Your instructions » Extract every line from the records below that contains the word "field".

═════ Available data ═════

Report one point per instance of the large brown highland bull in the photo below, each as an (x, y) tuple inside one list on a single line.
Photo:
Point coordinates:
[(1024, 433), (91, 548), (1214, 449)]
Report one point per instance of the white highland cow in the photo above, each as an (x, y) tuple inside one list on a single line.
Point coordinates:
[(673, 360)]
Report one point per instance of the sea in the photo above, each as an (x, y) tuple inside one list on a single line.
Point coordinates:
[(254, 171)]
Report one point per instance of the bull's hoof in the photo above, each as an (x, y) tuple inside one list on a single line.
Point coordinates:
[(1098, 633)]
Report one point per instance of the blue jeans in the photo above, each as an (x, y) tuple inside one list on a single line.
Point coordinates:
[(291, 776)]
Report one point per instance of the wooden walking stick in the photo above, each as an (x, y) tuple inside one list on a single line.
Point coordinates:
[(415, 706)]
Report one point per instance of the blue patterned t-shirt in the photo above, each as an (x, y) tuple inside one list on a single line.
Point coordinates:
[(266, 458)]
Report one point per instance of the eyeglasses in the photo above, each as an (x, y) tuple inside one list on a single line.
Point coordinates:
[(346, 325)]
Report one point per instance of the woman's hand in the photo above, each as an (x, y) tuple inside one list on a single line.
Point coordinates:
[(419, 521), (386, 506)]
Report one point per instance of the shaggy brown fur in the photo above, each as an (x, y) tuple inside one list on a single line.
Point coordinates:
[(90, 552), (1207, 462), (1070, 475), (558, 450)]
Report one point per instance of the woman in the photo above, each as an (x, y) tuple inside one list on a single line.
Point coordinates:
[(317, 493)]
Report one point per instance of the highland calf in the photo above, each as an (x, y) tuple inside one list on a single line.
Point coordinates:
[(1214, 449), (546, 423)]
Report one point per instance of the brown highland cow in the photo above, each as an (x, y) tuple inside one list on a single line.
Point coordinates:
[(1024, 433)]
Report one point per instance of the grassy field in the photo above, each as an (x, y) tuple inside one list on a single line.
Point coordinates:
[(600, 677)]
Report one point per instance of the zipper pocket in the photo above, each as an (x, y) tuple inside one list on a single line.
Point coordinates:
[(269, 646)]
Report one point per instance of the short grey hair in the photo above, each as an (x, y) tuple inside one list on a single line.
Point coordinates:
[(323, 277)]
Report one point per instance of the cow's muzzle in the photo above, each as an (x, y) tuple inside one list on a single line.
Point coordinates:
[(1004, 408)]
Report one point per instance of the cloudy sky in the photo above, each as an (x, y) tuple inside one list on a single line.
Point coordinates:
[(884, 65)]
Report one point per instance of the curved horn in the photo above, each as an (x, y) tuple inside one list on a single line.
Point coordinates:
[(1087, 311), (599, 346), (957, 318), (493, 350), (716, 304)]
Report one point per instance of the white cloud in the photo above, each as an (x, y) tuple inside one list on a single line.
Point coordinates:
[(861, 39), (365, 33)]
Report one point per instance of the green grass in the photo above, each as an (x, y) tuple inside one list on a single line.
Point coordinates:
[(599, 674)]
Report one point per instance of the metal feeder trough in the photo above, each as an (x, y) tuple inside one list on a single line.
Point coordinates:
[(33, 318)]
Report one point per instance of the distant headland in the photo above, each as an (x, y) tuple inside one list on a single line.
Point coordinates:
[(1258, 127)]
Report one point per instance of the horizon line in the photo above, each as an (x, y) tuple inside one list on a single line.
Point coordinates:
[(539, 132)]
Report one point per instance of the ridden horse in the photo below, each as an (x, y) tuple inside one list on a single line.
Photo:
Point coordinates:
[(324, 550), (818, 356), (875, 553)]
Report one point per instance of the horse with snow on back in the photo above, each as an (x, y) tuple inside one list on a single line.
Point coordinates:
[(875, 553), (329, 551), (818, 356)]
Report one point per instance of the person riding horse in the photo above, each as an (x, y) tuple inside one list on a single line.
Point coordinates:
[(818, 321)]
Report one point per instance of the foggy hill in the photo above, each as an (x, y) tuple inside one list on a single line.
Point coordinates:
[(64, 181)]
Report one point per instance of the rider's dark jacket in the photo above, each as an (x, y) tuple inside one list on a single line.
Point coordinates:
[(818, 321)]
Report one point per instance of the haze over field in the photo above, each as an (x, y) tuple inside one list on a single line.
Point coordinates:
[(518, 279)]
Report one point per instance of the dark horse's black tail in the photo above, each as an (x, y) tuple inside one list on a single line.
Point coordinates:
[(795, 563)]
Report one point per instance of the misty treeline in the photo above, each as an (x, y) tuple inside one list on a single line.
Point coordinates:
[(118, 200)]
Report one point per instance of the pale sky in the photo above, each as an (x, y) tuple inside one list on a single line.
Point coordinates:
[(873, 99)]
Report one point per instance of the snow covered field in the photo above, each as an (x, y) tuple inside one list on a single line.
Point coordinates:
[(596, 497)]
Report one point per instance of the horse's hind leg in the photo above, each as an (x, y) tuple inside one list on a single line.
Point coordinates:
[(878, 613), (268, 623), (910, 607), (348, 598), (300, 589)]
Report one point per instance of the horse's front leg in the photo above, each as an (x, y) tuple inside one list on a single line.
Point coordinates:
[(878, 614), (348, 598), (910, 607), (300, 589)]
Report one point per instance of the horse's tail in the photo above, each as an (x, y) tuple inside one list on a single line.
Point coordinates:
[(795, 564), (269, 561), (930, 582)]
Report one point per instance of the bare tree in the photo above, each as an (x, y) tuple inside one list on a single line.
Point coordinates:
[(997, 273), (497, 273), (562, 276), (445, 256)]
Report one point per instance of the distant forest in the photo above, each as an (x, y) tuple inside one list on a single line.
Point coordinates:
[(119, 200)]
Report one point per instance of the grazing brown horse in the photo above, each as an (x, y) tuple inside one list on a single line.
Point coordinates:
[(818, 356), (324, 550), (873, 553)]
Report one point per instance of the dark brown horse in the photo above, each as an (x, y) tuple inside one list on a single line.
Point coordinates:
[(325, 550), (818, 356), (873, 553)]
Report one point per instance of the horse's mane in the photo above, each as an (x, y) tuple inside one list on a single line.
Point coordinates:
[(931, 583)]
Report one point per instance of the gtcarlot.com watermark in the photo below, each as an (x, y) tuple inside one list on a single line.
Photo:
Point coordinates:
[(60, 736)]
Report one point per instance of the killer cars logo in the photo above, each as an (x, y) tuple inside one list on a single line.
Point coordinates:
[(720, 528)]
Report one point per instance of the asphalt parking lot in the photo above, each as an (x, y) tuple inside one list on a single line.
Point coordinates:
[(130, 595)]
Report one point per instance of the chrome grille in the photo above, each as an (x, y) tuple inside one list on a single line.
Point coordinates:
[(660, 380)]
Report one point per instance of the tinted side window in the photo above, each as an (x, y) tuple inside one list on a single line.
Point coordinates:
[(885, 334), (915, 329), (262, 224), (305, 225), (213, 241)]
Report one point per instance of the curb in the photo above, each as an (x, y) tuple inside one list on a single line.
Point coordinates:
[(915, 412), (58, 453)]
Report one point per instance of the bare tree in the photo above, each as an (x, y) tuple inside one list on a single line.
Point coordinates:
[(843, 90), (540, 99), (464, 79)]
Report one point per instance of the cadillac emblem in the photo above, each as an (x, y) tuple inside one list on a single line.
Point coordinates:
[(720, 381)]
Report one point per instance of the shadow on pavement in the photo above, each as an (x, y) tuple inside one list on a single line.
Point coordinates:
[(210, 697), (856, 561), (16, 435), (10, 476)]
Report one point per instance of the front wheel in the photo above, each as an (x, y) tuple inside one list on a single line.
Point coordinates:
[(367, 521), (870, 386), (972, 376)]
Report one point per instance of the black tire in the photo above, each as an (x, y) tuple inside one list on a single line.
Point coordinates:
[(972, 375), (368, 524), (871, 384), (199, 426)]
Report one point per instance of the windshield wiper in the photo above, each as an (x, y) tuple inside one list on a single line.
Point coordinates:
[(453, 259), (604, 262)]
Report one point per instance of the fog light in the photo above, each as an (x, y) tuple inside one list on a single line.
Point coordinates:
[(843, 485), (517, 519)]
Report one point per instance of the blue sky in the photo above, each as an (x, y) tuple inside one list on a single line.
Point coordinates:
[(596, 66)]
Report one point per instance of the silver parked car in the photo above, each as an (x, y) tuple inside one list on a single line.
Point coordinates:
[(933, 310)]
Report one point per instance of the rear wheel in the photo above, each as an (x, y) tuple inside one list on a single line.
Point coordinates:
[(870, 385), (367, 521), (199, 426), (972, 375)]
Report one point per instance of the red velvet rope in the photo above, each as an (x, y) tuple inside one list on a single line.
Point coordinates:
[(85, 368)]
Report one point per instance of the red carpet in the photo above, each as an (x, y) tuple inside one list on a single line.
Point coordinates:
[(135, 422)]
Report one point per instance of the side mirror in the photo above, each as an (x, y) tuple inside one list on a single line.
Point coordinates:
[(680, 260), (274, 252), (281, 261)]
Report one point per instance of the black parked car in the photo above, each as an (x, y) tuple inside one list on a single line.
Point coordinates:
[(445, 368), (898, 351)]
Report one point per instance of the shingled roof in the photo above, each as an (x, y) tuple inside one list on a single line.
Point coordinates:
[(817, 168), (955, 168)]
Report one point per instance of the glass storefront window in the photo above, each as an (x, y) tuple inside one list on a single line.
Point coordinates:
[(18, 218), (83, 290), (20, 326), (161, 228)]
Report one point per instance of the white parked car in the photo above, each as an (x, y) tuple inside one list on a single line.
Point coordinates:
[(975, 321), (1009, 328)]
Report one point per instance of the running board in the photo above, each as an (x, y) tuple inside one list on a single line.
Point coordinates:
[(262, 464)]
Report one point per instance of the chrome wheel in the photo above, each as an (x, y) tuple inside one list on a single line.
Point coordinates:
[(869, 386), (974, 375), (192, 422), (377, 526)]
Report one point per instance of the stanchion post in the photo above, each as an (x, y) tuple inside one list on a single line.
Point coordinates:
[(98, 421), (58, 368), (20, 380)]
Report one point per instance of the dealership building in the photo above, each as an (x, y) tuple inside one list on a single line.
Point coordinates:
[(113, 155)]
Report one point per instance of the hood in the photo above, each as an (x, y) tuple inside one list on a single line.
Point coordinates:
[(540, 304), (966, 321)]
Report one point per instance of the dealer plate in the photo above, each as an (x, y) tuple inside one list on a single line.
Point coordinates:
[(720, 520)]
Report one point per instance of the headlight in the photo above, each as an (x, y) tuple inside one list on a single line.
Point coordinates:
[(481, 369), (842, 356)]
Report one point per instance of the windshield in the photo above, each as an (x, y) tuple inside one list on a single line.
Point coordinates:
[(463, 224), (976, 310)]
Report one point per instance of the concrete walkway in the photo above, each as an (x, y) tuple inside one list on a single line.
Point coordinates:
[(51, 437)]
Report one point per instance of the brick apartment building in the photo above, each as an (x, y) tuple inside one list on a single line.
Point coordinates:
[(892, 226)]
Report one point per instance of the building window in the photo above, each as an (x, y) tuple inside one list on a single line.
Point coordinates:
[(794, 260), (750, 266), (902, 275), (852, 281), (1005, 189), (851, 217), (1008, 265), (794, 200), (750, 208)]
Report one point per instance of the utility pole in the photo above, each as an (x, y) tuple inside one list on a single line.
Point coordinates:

═════

Solved exercise »
Report one point per instance of the grassy field in the photo above, each as an (x, y) tuple inside one list on a single line.
Report one point per instance of the haze over field in the photo above, each as an (x, y) tuple inside one list on a single line.
Report one point per instance of the snow covered field in the photo above, each as an (x, y) tuple inside one list on a single line.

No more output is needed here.